:: Labeled area outline entries ::
☆ ☆ ☆ ☆ ☆
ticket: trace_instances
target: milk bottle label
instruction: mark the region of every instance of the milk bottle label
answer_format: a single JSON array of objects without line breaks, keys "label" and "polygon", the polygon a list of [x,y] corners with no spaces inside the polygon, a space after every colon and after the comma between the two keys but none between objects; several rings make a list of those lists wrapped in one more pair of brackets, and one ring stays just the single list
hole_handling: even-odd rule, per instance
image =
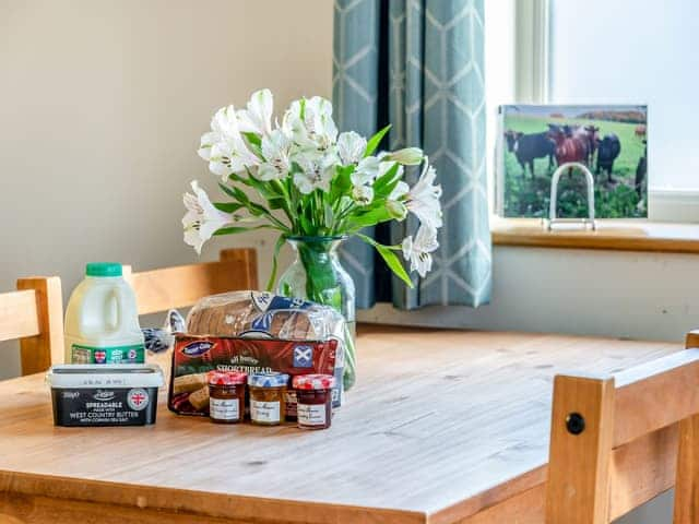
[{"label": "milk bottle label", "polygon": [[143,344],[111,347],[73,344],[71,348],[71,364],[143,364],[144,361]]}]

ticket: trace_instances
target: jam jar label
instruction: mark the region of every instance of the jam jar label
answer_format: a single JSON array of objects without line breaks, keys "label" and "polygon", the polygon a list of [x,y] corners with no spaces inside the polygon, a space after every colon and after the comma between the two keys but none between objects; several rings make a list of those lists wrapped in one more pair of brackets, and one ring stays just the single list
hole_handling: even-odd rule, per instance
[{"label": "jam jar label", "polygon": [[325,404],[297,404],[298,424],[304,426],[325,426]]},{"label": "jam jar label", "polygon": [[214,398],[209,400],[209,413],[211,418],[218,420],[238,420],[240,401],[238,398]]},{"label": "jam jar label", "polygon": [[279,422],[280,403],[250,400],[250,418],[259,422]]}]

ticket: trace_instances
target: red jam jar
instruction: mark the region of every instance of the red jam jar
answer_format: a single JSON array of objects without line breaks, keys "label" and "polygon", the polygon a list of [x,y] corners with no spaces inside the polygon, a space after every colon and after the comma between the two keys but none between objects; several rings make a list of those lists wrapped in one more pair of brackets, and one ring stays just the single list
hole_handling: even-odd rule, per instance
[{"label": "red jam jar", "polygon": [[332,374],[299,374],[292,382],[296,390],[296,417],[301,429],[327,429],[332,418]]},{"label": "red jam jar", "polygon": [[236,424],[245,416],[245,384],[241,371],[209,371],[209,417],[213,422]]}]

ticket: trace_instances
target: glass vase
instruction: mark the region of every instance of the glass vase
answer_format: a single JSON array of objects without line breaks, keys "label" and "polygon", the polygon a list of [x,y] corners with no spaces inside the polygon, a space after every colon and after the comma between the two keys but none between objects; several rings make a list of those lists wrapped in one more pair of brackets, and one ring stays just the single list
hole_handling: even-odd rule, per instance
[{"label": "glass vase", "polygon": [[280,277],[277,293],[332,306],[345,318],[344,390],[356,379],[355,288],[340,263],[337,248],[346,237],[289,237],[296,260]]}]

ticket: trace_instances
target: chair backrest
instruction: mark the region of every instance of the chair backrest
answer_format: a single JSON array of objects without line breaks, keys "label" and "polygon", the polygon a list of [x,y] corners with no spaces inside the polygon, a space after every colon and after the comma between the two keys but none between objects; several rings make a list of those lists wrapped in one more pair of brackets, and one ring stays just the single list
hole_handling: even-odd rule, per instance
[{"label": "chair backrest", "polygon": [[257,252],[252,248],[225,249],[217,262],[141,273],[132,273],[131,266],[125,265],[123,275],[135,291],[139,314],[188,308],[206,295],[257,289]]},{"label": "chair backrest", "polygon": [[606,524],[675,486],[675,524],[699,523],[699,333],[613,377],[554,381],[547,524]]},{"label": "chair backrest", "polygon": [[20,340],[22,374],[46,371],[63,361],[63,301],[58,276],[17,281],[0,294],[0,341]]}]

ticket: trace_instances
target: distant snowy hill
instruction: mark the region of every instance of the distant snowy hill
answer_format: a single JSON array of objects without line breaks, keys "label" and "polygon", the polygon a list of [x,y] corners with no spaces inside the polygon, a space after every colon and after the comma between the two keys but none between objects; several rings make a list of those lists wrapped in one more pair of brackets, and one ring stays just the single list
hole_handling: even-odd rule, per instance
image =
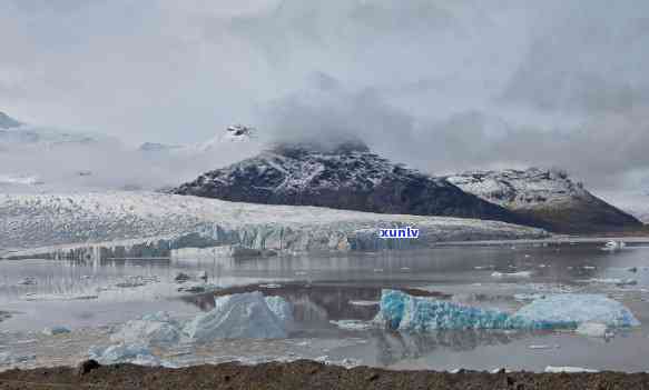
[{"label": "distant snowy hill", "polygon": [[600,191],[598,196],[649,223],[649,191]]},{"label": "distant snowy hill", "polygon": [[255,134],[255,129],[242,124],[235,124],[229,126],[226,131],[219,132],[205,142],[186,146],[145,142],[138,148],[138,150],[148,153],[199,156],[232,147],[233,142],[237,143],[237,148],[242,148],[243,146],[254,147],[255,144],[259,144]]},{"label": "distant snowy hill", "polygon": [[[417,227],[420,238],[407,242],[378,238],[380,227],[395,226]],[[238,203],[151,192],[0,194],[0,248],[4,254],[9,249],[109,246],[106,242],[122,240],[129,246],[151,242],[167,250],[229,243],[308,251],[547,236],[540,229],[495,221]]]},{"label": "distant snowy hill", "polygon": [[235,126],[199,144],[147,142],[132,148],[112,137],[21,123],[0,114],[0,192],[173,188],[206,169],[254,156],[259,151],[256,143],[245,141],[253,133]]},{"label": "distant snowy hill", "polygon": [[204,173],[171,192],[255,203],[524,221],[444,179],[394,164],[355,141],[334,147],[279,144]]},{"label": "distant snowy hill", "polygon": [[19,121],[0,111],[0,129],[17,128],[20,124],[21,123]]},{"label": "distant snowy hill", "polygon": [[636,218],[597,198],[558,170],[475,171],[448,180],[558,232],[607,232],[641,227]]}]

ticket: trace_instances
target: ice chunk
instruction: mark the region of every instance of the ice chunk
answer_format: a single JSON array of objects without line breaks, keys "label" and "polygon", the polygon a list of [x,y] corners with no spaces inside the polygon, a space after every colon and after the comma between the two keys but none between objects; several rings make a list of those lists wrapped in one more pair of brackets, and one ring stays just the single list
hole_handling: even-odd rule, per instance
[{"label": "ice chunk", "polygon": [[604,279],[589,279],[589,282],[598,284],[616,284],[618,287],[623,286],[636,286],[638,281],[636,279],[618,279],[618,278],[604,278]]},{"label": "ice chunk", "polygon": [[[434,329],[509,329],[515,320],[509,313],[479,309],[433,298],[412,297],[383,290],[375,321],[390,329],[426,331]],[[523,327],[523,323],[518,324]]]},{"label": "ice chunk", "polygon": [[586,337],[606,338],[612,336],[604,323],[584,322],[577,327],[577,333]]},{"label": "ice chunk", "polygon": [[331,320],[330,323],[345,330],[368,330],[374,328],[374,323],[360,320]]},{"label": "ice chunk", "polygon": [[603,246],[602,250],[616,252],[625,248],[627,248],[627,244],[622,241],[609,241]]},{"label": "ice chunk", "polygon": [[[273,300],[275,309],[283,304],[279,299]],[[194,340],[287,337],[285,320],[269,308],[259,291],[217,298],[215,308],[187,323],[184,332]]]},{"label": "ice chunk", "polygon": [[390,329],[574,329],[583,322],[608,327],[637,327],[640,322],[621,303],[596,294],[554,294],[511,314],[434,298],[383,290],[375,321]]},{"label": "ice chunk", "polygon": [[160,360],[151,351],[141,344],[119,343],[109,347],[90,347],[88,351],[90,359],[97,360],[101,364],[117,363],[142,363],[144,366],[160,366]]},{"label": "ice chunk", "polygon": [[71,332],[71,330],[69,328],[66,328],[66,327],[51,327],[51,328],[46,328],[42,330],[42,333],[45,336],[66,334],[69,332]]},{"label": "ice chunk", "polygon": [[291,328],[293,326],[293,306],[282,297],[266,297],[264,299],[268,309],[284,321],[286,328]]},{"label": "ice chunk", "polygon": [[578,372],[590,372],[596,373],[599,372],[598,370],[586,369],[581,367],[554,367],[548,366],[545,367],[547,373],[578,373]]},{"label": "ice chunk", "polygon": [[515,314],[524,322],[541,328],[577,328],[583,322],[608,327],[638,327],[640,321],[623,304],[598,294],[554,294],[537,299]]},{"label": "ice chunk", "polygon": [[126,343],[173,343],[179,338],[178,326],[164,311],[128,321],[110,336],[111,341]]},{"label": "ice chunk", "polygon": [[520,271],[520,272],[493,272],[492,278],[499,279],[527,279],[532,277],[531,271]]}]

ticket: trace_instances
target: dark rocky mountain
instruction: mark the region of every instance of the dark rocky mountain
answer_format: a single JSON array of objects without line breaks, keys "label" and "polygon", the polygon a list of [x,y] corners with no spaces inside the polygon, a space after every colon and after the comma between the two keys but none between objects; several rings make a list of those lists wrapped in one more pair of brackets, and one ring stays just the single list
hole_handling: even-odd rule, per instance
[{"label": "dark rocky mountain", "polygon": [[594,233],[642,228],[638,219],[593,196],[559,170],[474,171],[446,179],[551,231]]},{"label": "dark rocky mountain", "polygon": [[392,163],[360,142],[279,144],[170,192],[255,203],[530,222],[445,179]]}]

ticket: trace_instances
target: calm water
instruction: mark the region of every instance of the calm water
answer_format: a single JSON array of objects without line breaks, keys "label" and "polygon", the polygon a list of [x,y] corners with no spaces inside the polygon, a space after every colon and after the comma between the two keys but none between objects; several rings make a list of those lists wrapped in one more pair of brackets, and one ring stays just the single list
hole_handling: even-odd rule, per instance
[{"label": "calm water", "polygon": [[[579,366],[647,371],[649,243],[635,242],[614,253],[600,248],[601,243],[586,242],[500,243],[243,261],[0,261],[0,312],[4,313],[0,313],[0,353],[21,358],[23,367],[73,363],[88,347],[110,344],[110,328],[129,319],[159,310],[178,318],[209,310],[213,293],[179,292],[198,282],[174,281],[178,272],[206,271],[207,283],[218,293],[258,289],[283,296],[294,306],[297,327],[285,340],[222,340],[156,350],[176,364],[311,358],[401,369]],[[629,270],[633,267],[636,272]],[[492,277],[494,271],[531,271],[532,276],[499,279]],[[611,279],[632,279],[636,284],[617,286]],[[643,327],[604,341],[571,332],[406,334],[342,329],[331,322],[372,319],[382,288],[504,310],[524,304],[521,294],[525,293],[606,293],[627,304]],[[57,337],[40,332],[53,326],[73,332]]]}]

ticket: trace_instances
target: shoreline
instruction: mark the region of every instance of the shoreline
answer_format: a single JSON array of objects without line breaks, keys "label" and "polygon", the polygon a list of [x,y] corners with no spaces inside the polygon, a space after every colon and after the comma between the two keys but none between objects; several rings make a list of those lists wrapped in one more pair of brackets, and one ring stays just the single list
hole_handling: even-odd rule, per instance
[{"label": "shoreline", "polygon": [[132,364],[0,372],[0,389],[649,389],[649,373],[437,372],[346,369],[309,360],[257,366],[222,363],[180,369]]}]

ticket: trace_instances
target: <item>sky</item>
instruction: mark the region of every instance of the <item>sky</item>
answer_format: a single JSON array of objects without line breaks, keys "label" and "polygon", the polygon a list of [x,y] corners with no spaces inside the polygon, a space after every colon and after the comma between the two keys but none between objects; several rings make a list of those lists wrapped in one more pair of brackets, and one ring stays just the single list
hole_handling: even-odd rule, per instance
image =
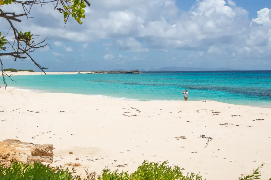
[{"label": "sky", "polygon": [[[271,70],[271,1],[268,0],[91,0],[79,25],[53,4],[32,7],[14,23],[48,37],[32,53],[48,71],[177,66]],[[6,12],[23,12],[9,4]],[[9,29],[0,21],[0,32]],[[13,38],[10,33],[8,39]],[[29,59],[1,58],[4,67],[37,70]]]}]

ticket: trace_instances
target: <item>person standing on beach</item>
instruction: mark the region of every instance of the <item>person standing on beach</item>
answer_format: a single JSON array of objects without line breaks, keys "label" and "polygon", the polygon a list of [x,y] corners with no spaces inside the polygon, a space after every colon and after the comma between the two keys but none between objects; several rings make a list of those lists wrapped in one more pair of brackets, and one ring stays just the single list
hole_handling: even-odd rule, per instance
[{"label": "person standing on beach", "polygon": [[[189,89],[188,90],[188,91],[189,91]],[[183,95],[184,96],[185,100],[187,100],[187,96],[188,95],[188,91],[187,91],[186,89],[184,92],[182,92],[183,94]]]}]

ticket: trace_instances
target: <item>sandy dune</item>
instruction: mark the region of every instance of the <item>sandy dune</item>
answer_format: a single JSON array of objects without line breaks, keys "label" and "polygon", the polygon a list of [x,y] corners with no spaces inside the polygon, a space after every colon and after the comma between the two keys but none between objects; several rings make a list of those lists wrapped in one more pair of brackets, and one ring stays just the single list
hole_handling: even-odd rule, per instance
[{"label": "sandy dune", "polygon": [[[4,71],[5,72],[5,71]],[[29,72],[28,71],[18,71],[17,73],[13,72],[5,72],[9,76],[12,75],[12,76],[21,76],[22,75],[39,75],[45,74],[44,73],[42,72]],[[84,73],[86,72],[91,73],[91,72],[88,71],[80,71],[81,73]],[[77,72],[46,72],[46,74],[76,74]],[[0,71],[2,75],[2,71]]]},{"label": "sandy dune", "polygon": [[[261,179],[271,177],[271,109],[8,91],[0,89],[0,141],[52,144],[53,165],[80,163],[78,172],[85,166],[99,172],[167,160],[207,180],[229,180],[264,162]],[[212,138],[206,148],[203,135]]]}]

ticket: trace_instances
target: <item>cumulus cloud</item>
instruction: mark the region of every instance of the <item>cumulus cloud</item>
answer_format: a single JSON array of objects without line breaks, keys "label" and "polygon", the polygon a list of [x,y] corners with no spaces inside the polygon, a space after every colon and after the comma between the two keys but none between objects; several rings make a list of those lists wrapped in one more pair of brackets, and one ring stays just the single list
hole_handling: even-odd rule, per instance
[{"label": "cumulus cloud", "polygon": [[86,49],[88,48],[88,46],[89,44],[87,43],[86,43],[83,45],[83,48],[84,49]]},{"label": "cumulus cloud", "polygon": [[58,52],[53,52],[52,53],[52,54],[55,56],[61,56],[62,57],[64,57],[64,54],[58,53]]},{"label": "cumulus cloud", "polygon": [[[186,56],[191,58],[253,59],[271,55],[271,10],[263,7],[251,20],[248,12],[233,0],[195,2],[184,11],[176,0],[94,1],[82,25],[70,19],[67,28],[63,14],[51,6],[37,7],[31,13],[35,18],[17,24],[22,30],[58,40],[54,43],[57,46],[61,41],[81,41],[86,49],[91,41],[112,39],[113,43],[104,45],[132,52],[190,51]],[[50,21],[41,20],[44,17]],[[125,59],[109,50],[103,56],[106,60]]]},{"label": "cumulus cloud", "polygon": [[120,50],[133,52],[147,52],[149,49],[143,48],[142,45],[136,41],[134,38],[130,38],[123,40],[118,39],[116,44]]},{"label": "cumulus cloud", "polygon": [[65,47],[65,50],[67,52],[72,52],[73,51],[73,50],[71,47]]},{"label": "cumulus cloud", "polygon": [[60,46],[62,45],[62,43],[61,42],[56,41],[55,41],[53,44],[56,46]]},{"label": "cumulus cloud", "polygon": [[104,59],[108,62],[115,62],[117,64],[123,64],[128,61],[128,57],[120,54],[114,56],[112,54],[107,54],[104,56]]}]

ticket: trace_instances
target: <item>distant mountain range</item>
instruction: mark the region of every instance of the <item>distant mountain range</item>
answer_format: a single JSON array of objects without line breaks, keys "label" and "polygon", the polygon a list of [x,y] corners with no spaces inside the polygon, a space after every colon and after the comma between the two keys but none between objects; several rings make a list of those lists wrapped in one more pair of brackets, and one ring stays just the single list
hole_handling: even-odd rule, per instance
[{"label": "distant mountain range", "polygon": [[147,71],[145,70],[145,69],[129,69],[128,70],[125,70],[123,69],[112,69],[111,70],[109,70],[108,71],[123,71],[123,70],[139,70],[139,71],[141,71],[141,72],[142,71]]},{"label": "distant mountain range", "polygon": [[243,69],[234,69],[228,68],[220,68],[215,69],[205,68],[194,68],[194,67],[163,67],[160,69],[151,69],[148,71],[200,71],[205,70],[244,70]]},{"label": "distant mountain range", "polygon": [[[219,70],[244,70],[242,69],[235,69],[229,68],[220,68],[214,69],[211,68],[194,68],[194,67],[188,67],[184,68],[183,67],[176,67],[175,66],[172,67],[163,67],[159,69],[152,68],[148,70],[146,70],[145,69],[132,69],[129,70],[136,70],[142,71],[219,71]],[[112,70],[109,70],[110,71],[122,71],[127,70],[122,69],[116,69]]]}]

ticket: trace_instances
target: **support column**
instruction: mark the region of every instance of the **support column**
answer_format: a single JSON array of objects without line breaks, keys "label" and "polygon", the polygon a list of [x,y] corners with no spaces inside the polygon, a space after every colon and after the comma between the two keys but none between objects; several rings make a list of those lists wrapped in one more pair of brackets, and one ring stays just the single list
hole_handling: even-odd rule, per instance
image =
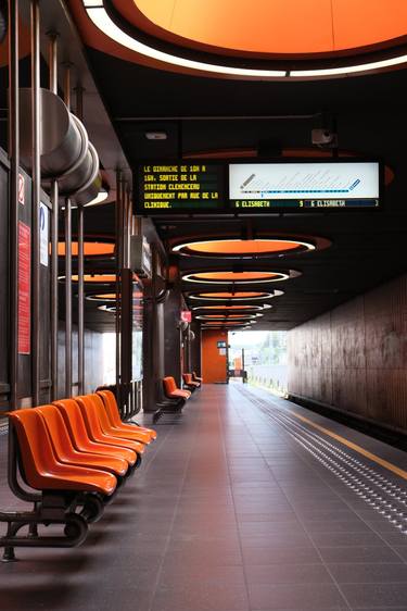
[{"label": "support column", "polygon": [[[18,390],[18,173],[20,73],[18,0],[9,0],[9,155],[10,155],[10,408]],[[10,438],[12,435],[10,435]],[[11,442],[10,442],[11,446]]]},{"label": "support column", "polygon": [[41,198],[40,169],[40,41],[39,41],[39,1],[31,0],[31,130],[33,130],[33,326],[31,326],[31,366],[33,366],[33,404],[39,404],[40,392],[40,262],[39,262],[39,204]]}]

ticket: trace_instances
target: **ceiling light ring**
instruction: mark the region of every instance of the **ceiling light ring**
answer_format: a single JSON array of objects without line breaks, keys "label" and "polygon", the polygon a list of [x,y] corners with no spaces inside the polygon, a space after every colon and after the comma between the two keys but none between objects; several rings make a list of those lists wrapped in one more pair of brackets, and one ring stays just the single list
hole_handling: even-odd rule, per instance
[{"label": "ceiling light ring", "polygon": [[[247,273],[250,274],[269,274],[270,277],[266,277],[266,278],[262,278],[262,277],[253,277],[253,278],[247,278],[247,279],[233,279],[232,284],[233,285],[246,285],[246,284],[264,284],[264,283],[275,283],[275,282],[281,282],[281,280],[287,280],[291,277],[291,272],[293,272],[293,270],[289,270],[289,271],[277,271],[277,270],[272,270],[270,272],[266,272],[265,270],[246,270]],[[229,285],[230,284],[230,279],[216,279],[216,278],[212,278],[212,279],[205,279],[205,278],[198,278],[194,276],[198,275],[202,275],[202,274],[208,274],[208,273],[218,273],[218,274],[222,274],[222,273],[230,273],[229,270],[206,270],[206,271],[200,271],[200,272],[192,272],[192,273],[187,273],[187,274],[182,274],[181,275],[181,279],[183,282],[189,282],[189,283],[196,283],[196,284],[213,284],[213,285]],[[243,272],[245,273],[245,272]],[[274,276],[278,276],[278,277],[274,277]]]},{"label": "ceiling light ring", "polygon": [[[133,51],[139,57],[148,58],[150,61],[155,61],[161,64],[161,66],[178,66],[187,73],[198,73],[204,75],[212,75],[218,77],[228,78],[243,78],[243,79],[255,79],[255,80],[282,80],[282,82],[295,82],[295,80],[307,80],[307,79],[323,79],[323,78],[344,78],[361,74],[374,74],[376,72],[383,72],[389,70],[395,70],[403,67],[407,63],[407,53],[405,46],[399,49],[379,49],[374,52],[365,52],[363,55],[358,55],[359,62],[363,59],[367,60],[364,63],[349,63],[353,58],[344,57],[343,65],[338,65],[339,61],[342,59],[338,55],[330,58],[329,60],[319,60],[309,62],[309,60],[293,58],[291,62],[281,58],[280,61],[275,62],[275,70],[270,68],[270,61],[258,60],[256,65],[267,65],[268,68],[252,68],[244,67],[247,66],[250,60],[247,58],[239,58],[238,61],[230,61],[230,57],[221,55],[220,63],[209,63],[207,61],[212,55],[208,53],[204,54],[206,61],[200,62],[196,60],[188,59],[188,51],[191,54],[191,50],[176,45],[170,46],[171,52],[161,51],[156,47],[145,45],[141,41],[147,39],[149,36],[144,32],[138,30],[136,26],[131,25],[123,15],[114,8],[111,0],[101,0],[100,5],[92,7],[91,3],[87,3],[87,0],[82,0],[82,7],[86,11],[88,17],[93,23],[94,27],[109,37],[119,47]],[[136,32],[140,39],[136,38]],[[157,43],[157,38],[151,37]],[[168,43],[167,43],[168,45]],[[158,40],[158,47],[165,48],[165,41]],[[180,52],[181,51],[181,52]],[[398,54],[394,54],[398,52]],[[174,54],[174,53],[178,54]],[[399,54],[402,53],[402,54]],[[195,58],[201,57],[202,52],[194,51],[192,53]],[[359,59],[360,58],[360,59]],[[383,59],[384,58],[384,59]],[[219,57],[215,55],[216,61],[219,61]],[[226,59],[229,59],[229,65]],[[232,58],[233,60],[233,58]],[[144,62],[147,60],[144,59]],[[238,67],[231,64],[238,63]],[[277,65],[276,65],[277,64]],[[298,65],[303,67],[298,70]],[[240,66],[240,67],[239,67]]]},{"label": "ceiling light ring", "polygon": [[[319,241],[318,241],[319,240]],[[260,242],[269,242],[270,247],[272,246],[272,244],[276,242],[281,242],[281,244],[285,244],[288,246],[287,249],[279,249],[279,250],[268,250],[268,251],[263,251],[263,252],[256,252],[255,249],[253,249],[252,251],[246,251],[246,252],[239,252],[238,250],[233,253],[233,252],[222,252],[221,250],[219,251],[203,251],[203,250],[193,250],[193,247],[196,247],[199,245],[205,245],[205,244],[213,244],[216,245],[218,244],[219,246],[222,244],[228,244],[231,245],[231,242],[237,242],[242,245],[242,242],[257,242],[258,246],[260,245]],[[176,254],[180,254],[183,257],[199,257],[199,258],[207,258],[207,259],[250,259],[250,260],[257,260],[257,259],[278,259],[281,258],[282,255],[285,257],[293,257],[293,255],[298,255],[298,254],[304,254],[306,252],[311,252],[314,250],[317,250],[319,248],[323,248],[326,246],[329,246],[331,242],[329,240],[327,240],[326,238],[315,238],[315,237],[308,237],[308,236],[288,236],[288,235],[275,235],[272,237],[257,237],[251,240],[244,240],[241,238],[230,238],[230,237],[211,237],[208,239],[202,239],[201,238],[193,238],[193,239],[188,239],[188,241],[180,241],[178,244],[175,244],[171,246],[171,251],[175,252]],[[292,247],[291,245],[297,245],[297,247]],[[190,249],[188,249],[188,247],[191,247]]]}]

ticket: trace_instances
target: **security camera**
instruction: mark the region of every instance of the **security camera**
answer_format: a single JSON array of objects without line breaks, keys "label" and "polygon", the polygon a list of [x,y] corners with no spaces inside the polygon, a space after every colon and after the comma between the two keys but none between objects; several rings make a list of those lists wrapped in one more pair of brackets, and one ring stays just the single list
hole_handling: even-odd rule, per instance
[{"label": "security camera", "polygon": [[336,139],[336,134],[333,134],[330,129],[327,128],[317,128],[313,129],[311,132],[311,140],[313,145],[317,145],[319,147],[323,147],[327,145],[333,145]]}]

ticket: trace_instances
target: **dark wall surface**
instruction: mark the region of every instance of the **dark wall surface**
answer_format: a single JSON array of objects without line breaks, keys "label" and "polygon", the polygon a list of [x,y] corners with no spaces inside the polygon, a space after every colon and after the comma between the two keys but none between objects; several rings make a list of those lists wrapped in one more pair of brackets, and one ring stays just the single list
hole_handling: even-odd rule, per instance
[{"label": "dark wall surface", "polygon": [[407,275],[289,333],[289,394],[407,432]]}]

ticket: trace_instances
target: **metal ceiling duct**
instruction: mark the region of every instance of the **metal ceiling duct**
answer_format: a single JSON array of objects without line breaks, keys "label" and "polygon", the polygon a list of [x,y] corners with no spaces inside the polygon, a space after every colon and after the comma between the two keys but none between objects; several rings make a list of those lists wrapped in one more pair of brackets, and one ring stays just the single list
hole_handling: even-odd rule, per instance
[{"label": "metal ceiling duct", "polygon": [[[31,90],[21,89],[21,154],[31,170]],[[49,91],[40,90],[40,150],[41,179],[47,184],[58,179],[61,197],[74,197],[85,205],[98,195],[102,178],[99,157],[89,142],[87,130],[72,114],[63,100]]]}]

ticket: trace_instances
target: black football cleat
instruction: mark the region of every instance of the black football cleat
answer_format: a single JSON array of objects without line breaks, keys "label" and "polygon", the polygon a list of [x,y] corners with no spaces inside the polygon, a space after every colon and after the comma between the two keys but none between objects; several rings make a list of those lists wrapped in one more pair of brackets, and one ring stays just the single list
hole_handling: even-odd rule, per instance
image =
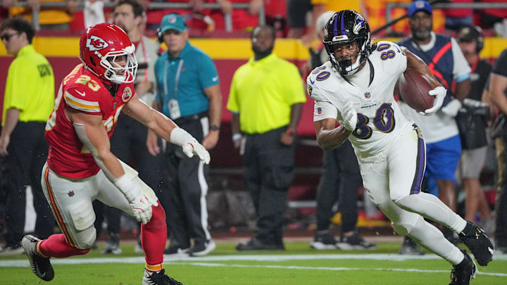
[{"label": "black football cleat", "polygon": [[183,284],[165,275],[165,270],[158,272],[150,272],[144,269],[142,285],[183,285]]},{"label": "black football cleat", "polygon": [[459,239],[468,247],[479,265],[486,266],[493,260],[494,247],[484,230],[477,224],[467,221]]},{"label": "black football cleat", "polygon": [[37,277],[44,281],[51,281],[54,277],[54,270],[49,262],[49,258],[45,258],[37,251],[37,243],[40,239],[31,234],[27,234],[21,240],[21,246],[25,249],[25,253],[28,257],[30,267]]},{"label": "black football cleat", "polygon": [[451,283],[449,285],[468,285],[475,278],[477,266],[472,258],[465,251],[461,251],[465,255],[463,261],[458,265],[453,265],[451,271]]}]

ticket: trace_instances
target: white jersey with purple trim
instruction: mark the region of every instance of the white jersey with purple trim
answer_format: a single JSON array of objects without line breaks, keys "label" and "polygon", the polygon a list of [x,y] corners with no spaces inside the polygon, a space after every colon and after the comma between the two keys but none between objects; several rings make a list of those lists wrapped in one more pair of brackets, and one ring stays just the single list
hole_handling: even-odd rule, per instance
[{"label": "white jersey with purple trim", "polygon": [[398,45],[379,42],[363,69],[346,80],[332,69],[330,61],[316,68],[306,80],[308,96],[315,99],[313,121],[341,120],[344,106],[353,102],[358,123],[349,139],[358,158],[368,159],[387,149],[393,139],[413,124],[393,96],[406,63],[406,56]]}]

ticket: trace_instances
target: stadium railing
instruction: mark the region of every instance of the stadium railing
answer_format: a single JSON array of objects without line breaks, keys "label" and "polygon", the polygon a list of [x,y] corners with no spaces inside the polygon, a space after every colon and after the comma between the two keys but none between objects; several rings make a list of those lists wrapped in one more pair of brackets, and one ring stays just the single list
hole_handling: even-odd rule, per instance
☆ ☆ ☆ ☆ ☆
Put the lines from the start of the listing up to and including the line with "instruction: mark the region of every instance of the milk" into a numbered list, leaving out any blank lines.

:: ANSWER TO THIS TASK ::
1. ticket: trace_instances
2. target: milk bottle label
3. instruction: mark the region of every instance of the milk bottle label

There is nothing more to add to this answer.